Entries taken from a collection:
——————————

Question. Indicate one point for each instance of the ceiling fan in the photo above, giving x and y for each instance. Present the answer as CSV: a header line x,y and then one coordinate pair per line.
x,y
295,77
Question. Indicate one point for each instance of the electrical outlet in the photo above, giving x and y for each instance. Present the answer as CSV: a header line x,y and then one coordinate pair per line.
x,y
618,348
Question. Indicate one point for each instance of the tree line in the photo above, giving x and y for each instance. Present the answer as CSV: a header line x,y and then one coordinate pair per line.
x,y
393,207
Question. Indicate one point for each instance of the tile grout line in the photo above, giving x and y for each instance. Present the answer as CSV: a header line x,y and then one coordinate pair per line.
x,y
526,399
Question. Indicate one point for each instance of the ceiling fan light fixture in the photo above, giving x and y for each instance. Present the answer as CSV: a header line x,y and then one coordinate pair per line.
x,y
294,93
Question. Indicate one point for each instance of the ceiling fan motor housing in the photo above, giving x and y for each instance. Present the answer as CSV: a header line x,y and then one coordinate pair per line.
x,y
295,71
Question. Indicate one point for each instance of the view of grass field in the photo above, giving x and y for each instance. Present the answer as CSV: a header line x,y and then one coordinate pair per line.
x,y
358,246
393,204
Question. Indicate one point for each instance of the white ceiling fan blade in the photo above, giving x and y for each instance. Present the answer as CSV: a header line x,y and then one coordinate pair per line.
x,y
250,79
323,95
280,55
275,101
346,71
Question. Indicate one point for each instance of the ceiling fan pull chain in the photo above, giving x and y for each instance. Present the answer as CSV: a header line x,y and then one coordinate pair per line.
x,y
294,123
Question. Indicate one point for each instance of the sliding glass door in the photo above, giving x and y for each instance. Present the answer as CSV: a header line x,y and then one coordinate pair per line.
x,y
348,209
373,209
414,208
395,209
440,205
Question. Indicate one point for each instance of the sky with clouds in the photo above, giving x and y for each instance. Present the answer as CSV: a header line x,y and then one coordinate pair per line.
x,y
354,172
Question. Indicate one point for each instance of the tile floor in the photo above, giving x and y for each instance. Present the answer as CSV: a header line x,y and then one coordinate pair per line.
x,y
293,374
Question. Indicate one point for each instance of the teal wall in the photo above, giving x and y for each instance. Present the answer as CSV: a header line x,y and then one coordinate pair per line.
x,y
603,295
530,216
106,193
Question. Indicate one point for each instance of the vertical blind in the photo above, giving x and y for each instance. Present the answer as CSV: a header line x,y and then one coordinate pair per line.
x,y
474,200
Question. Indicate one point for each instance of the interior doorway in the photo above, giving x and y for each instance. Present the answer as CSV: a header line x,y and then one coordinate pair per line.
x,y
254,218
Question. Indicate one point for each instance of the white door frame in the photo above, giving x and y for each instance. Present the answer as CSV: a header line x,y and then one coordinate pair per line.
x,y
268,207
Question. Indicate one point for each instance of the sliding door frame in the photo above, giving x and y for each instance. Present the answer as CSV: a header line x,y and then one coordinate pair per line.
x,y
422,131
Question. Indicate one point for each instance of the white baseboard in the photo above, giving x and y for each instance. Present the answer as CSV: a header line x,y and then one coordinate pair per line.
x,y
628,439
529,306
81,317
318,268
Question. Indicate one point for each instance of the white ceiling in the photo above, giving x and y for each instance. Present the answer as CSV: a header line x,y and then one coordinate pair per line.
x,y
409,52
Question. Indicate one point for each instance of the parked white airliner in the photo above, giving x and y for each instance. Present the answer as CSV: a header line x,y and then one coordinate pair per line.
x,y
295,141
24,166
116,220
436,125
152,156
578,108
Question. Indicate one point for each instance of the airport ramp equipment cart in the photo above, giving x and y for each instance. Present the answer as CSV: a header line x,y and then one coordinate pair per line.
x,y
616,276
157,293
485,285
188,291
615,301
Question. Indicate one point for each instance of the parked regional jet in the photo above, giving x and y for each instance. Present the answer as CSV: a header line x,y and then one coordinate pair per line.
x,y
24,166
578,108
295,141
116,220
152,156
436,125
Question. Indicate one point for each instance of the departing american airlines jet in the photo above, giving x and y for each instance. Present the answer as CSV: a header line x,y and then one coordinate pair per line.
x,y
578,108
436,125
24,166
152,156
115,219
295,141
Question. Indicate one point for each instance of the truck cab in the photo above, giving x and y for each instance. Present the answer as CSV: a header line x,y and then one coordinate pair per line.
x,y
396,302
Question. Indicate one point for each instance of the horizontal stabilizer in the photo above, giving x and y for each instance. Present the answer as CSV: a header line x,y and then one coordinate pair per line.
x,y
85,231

——————————

TASK STATEMENT:
Return each line of the data exactly as it was given.

YOUR SOLUTION:
Question. Indicate one point for each instance of the ceiling fan in the photo above, giving x and y for each instance. Present the answer as CSV: a header line x,y and then one coordinate pair per line.
x,y
295,77
Question. Indicate one point for each instance of the electrical outlet in the photo above, giving x and y for each instance. Present the answer as CSV: a header line x,y and then one coordinate pair per line.
x,y
618,348
Question. Indicate one point for each instance of the tree line in the photo above, giving x and y for each instance. Present the answer as CSV: a header line x,y and then one coordinate pair per line.
x,y
393,207
Question. Indicate one point for each instance of the tile grout line in the photo above, giving x and y for each instance. Present the answer as CSV: a header line x,y and then one coordinate pair per line.
x,y
526,399
Question. Indicate one point for each instance of the ceiling fan light fixture in the photo above, giving x and y for each instance. Present the answer as CSV: a header line x,y and then one coordinate pair per line.
x,y
294,93
Question. Indicate one point for each instance of the ceiling fan motor housing in the photo above, giving x and y for each instance. Present the answer as CSV: a header line x,y and then one coordinate pair per line.
x,y
295,71
Question. Indicate one point for each instance of the view of grass field in the photo above, giving x and y for each instance. Present the answer as CSV: a header line x,y and then one coordinate pair per line.
x,y
358,246
393,204
Question. Indicate one point for each instance of the white ceiling fan blade in the photo above, giving x and y for each instance. Present the answer as CSV: a header line x,y and then one coordinate pair per line.
x,y
250,79
323,95
280,55
275,101
346,71
Question. Indicate one point for each instance of the ceiling fan pull chain in the photo above, giving x and y for each instance. Present the answer as CSV: a header line x,y and then one coordinate pair per line.
x,y
294,123
Question. Indicate one point for each instance of the sliding glass door in the photo above, giving x and y for each instance. Present the answer as CSV: a header line x,y and then one coordinate pair per line.
x,y
348,209
373,209
414,208
395,209
440,205
Question. Indicate one point for each instance of the sky with clouds in the photo above, giving x and y for each instance. Present the answer as CSV: a header line x,y and then one coordinate pair per line.
x,y
354,172
Question. Indicate one point for each instance of the tile floor in the photo above, giving x and y for each instance. Present the answer as CSV: a header line x,y and then one coordinate pair per line.
x,y
293,374
Question. Indicate one point for each instance of the teal wall in the photo above, giving x and y for each instance. Present the answer as CSV: a header line x,y and then one coordinate pair per line.
x,y
603,295
530,216
106,193
Question. Indicate one point for each instance of the vertical blind in the photo above, giving x and y for each instance. Present the answer as CSV: a header line x,y and then one coordinate pair per line.
x,y
474,200
Question. Indicate one point for each instance of the interior doorway in the photo above, giving x and y for each instance. Present the answer as CSV: a header line x,y and then one coordinate pair per line.
x,y
254,218
Question. Indicate one point for each instance of the white door frame in the photo above, giving x and y for each instance. Present the answer as CSV: a header line x,y and then one coordinate pair per line.
x,y
268,207
Question. Indicate one point for each instance of the sliding door frame in the photo above, giving x and y for each instance. Present the answer as CSV: a header line x,y and then one coordinate pair per line.
x,y
422,131
Question. Indicate one point for each instance of the white baseboard in the photo above, giving x and y for each instance. Present the answer as CSV: a header line x,y and then one coordinate pair per line.
x,y
628,439
529,306
81,317
318,268
Question. Indicate one point for each instance of the white ceiling in the photo above, giving x and y for each instance. Present the answer as CSV: a header line x,y and then one coordinate pair per line.
x,y
409,52
Question. Indicate one point for each instance of the parked white airliner in the photo above, giving x and y for each instance. Present the answer as CSV: a header line x,y and then one coordinate pair per line.
x,y
295,141
24,166
116,220
436,125
152,156
578,108
Question. Indicate one point for each instance of the airport ramp equipment cart in the photo above, giving x and y for each instance. Present the answer as CSV: a header line x,y and then one coordinate pair per line.
x,y
616,276
157,293
485,285
188,291
615,301
Question. Indicate one point for each instance of the parked regional jet in the photo above, giving x and y for each instance. Present the answer as CSV: a header line x,y and then one coordinate pair per line.
x,y
24,166
578,108
295,141
116,220
152,156
436,125
Question. Indicate one point for each instance of the departing american airlines jet in the photo above, giving x and y for each instance. Present the answer as CSV: a header line x,y and then one coordinate pair per line.
x,y
578,108
436,125
24,166
152,156
115,219
295,141
Question. Indicate one point for each instance of the truck cab in the photo above, giving x and y for each instance. Present the answer as CSV: a header line x,y and then one coordinate pair per line.
x,y
396,302
Question. Indicate one point for each instance of the horizontal stabilizer in the photo above, giving x and y for each instance. Present the answer as CSV: a header line x,y and then one coordinate pair per line.
x,y
85,231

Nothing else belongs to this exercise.